(CHALLENGE) In the text below on storing tweet data in Hive, how many arrays does the entities element contain?

(TEXT SHOWN)

It’s fairly easy to see that there is a good bit of complexity to this data structure. Since JSON can contain nested data structures, it becomes very hard to force JSON data into a standard relational schema. Processing JSON data in a relational database would likely require significant transformation, making the job much more cumbersome.

Looking at this particular bit of JSON, there are some very interesting fields:

  • retweeted_status indicates that this tweet was retweeted by another user. If it wasn’t, you wouldn’t have it.
  • text tweet’s content
  • url tweet url
  • … etc,

Tweets also contain an entities element, which is a nested structure. It contains three arrays, the elements of which are all nested structures in their own right, as can be seen in the hashtags array, which has two entries. How do we deal with a record like this in Hive?

Complex Data Structures

Hive supports for a set of data structures that normally would either not exist in a relational database, or would require definition of custom types. There are all the usual players: integers, strings, floats, and the like, but the interesting ones are the more exotic maps, arrays, and structs. Maps and arrays work in a fairly intuitive way, similar to how they work in many scripting languages:

SELECT array_column[0] FROM table_name;
SELECT map_column[map_key] FROM table_name;

Structs are a little more complicated, since they are arbitrary structures, and a struct field can be queried much like an instance variable in a Java class:

SELECT struct_column.struct_field FROM table_name;

To store the data for a tweet, arrays and structs will be crucial.

(STORED ROWS)
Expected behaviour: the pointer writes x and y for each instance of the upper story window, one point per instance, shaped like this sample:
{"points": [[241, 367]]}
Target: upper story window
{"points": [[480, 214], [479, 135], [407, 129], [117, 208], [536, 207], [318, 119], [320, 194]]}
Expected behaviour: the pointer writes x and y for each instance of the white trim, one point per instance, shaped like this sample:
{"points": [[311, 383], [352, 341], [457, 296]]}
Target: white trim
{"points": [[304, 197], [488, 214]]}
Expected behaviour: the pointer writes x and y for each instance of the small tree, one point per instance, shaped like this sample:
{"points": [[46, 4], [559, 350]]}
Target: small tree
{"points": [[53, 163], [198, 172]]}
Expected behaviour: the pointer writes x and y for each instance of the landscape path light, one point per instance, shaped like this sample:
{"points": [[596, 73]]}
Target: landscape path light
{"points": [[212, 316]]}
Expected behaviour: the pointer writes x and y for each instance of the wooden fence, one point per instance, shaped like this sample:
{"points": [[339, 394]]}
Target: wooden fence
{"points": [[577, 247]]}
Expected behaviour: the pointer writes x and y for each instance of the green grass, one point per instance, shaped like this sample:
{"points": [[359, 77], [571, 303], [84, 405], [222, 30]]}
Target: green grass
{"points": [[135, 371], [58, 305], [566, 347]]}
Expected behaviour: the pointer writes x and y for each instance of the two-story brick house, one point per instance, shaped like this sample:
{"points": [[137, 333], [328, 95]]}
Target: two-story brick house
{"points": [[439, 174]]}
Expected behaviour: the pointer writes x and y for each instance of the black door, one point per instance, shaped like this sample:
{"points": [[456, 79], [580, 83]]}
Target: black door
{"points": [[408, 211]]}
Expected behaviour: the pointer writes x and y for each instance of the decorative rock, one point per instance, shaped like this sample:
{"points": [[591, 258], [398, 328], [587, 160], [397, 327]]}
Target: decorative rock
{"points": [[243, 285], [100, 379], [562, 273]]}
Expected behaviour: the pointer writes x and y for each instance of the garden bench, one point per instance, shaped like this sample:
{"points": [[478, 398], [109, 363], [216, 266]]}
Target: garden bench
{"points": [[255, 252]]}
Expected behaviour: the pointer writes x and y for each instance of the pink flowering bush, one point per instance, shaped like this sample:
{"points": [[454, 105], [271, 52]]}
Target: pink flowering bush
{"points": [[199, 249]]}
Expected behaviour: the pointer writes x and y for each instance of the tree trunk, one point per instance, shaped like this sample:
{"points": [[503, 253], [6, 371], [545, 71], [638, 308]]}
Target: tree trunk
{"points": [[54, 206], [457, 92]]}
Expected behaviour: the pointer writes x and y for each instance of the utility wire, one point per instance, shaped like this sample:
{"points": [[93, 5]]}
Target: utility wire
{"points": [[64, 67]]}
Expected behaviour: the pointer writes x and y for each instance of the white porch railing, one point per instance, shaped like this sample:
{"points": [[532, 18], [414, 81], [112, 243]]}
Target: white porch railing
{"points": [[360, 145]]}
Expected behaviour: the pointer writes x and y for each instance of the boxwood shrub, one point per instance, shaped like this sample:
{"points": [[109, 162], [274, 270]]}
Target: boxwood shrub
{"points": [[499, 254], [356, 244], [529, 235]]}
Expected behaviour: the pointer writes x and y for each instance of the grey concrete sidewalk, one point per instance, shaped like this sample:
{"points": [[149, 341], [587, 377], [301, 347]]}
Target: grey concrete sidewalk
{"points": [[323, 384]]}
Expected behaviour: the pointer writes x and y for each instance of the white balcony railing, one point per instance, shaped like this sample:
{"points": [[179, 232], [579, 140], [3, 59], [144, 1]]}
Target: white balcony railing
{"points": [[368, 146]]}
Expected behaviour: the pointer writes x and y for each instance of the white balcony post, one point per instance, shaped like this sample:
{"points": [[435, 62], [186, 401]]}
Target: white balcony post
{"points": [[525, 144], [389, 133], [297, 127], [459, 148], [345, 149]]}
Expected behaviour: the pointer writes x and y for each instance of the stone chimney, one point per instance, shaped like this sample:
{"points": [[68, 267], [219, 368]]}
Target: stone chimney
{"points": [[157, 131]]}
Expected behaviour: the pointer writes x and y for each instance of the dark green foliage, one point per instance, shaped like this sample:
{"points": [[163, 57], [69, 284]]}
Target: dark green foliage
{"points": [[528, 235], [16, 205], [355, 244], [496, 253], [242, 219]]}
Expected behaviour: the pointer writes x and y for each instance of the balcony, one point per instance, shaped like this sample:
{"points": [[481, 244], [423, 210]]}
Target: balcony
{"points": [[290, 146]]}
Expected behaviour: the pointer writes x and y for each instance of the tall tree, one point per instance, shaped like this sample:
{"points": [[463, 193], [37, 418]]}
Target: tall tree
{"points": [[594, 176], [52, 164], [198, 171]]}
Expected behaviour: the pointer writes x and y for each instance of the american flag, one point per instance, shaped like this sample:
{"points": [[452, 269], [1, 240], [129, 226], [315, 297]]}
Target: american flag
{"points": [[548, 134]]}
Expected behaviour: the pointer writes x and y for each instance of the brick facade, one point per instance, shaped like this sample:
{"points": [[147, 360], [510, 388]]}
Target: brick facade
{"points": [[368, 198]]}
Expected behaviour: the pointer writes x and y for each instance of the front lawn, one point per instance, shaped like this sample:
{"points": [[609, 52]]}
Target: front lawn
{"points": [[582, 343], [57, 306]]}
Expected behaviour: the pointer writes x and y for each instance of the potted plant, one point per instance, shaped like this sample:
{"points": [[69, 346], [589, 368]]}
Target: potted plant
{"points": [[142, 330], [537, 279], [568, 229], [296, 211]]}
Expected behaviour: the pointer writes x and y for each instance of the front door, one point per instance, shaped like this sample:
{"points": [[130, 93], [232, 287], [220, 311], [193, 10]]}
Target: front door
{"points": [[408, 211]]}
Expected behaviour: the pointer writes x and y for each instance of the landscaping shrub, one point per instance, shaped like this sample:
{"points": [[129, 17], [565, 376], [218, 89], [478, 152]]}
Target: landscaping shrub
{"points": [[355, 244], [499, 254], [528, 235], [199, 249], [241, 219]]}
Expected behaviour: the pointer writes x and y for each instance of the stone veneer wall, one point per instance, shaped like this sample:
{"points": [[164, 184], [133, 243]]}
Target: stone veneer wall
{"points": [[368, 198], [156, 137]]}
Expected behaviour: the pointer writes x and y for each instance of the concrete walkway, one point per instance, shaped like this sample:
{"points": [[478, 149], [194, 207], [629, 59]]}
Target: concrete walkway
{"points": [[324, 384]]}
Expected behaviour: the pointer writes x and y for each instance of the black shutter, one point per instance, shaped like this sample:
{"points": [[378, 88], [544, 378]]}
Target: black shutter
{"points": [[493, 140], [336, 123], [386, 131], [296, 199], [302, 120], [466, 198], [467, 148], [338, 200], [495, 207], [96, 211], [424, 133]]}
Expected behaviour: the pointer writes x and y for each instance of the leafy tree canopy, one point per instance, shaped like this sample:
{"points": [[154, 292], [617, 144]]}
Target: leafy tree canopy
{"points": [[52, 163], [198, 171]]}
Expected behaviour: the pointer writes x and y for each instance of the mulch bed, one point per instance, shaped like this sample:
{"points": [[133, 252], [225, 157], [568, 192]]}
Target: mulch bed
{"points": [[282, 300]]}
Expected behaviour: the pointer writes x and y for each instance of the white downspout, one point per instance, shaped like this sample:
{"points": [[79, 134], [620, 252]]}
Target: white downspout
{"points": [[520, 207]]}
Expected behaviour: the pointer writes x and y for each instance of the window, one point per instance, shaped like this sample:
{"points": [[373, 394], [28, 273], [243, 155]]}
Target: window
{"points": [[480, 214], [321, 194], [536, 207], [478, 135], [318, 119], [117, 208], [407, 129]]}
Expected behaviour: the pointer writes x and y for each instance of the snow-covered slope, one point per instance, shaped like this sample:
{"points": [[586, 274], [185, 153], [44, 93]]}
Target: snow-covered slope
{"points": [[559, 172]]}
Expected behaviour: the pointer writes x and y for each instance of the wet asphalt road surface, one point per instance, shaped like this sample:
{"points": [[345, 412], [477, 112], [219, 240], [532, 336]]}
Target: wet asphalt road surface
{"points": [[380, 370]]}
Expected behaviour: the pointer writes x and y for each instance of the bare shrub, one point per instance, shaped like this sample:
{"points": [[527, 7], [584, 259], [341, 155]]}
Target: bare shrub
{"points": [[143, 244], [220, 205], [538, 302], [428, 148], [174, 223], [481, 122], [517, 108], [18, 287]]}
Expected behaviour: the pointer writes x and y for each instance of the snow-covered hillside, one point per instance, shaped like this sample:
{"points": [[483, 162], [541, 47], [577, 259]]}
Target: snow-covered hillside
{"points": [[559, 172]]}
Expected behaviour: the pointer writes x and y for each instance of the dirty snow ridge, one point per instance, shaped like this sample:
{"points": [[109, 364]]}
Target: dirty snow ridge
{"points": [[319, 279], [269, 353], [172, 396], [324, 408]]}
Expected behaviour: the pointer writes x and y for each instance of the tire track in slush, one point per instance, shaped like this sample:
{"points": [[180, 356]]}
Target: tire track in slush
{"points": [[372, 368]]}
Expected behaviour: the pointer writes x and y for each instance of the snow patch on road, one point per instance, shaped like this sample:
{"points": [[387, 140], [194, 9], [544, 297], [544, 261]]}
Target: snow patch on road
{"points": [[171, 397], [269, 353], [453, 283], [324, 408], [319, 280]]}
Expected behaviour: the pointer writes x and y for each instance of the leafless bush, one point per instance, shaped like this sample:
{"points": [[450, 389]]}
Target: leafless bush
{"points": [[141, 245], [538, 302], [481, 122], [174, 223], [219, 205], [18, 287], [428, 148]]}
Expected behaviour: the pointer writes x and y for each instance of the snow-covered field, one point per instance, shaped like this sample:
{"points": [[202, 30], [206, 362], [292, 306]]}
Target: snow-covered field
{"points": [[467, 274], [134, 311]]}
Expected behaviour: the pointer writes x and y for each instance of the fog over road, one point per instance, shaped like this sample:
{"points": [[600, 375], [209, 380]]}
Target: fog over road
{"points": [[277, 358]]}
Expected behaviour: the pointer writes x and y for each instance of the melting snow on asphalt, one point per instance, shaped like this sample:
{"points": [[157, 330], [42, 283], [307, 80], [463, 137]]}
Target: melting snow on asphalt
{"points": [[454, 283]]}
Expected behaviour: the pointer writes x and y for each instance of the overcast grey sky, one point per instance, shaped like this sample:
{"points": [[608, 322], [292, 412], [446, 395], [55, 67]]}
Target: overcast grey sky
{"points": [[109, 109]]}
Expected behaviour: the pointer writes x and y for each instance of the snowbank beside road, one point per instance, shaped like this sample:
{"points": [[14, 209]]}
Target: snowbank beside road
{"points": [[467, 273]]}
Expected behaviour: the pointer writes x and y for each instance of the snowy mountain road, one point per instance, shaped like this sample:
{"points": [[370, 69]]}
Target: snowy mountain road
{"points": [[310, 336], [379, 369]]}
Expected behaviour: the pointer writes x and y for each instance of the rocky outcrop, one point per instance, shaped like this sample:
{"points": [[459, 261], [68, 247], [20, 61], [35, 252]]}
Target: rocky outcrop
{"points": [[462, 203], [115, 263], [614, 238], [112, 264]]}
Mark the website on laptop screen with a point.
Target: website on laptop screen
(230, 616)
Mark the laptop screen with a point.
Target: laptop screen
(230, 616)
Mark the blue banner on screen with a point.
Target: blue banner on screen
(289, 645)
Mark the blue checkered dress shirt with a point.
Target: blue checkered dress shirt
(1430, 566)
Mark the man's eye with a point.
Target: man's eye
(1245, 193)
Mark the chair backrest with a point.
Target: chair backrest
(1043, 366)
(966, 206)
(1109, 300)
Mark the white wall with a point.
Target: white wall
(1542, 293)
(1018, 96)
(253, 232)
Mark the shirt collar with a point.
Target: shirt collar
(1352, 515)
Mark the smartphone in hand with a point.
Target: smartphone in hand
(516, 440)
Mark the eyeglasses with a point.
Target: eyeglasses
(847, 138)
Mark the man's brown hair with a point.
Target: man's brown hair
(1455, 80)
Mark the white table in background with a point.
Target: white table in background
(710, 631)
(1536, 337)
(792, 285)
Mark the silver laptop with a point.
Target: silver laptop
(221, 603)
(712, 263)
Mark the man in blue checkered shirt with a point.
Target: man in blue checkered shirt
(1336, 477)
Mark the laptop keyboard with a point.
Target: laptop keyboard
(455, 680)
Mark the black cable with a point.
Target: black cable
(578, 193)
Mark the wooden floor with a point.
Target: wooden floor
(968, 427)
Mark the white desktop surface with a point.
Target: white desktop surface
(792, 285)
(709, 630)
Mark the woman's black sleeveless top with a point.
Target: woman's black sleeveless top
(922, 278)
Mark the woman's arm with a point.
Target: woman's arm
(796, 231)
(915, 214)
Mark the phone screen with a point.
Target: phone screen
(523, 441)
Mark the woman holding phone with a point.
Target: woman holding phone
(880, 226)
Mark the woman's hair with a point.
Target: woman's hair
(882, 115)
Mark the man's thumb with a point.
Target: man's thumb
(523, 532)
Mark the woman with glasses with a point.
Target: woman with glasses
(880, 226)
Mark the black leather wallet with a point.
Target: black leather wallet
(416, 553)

(SOLUTION) Three.